DESCRIPTION OF THE TASK =
Would you transcribe the line containing "Target: barn gable" and every line after it, through the end of the records below, exactly and with nothing else?

Source data

──────

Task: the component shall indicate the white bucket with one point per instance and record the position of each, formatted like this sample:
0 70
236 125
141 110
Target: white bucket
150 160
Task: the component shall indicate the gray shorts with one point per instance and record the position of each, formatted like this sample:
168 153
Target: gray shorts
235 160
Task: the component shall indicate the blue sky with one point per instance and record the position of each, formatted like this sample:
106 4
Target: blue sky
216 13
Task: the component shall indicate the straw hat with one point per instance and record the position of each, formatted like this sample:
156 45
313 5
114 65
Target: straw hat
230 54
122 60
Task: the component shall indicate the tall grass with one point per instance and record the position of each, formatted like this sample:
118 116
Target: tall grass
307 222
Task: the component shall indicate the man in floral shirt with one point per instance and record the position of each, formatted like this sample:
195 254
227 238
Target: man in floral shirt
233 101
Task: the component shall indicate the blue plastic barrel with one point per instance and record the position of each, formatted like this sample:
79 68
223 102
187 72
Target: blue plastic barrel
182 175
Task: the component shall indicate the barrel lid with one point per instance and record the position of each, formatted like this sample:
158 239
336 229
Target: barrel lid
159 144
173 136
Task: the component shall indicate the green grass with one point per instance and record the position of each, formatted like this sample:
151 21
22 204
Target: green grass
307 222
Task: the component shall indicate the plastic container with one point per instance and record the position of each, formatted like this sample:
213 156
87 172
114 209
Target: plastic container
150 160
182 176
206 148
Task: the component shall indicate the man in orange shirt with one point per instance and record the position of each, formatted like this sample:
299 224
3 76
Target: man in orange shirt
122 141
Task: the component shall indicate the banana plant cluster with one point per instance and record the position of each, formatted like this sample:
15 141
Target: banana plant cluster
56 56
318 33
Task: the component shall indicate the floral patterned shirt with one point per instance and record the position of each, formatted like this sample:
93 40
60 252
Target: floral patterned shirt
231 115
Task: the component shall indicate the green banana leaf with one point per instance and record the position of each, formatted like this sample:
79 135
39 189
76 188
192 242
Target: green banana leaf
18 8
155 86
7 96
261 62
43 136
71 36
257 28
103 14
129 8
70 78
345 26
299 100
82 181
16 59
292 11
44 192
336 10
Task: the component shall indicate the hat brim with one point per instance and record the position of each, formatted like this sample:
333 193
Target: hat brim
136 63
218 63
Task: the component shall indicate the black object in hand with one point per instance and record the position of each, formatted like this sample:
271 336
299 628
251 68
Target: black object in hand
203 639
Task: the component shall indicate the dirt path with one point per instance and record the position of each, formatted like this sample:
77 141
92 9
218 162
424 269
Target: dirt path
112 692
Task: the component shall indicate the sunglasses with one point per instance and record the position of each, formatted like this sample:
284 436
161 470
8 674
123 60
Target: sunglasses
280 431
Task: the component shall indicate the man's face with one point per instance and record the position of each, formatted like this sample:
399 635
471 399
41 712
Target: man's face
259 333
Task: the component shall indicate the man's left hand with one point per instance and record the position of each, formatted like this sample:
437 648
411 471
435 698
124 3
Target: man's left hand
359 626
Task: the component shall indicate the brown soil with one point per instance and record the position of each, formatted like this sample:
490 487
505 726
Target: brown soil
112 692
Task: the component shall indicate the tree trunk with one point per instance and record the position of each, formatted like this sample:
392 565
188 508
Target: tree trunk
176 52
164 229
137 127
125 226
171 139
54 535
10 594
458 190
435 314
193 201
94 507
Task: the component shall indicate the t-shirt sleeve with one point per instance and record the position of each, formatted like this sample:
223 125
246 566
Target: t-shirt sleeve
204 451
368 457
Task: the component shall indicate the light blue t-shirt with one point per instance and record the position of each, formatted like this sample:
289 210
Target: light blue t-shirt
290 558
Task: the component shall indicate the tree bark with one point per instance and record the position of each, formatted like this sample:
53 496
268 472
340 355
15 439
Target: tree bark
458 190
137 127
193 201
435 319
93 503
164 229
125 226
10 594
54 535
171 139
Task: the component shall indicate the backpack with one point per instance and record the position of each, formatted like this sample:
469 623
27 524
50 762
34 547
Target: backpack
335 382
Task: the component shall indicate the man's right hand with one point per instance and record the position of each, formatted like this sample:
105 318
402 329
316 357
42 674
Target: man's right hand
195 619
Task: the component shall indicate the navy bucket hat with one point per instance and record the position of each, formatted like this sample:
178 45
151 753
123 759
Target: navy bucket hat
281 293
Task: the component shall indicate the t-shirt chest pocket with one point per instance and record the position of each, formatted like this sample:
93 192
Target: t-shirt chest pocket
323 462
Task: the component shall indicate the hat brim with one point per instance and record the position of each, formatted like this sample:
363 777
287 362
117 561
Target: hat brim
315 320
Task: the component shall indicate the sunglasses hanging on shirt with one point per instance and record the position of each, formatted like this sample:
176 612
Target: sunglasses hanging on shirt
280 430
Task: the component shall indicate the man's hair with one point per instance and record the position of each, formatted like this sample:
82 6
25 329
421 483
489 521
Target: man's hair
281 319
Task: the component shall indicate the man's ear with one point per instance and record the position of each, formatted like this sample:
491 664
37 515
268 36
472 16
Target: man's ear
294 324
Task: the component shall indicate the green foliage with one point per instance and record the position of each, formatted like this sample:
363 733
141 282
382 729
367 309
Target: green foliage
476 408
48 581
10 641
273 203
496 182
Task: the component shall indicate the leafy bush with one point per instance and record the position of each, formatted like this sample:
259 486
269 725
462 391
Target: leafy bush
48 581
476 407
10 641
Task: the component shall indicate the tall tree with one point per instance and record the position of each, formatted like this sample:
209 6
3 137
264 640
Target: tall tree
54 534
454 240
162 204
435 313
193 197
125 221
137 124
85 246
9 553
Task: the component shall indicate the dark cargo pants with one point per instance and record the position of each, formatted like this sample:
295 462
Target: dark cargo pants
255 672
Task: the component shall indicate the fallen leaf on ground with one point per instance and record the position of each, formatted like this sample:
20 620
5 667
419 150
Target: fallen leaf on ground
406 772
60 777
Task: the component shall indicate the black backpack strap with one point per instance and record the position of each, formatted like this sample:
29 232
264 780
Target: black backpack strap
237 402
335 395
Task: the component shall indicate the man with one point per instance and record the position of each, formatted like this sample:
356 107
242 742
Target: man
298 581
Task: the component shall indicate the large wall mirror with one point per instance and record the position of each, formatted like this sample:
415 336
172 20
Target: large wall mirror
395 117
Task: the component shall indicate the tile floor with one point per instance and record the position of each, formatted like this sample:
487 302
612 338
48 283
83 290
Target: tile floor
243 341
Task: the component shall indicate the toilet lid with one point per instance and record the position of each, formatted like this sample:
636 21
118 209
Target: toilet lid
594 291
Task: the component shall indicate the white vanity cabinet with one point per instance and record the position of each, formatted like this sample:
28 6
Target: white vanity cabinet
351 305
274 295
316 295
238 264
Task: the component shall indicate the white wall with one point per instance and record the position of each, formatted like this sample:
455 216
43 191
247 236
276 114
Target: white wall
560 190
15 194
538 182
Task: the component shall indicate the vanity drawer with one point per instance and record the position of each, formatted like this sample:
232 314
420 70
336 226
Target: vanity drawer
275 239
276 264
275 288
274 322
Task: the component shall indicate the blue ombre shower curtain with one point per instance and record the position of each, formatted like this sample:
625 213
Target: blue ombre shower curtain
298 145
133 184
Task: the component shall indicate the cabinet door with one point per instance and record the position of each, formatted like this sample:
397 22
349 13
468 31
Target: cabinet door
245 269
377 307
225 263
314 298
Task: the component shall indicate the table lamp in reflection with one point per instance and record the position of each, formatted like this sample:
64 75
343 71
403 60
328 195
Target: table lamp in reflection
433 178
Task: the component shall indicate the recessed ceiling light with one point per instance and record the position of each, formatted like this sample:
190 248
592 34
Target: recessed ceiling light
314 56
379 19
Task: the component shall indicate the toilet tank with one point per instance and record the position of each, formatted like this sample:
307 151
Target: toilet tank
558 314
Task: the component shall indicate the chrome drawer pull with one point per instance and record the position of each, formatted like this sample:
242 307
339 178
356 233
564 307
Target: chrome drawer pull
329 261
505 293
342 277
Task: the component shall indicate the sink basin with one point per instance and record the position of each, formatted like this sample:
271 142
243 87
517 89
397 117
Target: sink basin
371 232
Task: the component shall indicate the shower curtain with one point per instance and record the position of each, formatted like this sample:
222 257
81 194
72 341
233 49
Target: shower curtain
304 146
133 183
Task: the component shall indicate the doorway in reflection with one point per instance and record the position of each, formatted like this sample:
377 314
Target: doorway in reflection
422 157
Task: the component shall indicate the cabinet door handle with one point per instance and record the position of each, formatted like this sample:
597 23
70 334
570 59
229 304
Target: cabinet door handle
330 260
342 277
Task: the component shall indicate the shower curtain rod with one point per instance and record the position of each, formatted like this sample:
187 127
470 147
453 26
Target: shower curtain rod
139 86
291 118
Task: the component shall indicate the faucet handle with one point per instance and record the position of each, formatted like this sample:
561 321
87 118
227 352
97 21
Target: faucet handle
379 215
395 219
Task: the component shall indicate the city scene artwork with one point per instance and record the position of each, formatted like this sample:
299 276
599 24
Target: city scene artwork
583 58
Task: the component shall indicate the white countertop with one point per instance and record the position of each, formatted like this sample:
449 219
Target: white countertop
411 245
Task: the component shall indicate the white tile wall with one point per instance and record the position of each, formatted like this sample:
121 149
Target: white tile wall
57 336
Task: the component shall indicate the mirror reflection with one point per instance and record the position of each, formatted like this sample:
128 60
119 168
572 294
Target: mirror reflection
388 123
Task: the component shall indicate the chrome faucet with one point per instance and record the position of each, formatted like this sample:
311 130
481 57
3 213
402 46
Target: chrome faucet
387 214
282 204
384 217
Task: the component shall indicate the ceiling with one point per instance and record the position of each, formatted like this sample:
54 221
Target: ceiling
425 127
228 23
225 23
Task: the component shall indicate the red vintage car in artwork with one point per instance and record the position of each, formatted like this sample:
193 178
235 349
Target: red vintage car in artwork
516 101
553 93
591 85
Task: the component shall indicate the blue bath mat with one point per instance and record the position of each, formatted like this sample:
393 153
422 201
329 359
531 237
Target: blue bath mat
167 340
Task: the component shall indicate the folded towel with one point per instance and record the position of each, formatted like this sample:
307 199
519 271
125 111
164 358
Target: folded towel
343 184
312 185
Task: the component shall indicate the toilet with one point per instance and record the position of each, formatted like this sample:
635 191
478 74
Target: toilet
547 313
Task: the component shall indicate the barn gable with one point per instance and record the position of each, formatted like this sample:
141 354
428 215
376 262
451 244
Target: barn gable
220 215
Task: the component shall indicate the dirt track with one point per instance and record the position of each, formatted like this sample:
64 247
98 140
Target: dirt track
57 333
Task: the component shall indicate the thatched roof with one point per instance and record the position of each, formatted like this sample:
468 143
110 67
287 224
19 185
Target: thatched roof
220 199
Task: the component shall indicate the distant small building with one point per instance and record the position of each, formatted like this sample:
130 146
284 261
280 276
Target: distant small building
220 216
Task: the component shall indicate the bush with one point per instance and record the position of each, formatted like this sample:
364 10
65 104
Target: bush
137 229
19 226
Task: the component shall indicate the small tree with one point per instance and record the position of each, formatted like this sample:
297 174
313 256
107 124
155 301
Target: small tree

──────

REPLY =
Target: barn gable
220 215
Task: the component shall indicate the dirt track with one point per instance and record the position of each, formatted like this sample:
64 247
98 140
Target: dirt track
57 333
Task: the component shall indicate the thatched roof with one point per instance and record the position of each, formatted like this sample:
468 143
110 67
287 224
19 185
Target: thatched roof
220 199
Task: the component shall indicate the distant small building with one point per instance and record the position of each, formatted like this sample:
130 146
284 261
280 276
Target: distant small building
220 216
Task: the component shall indicate the bush with one point per instance and record the position of each, formatted like this sample:
364 10
65 104
Target: bush
137 229
19 226
Task: the component shall indicate the small tree with one point per instance and record the position of each, formatted like this sample:
297 174
313 256
107 124
155 301
Target: small tree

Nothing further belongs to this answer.